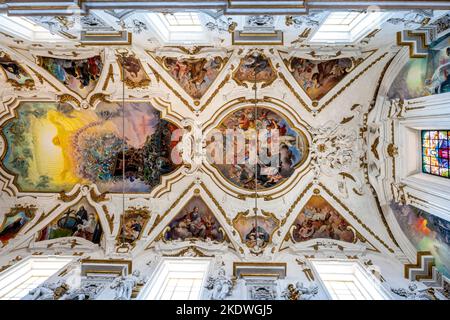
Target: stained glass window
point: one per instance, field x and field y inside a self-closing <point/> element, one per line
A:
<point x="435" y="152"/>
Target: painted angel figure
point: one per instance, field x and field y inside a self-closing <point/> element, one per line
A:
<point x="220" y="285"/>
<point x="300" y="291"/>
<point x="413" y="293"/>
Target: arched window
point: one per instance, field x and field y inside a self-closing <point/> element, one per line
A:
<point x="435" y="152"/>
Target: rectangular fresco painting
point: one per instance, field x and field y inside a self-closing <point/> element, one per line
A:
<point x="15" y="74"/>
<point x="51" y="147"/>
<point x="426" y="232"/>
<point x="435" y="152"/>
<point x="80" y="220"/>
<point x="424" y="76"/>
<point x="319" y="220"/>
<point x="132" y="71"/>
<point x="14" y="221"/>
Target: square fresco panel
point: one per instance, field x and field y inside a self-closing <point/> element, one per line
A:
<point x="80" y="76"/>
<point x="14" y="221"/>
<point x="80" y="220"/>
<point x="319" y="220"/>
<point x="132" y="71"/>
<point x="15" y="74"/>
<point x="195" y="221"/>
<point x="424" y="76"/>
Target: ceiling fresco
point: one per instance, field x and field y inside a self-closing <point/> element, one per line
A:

-- -- --

** EXERCISE **
Return, from the material above, every line with the word "fresco".

** TASK RESULT **
Target: rectangular fresco painting
Target: square fresco panel
Target: ceiling fresco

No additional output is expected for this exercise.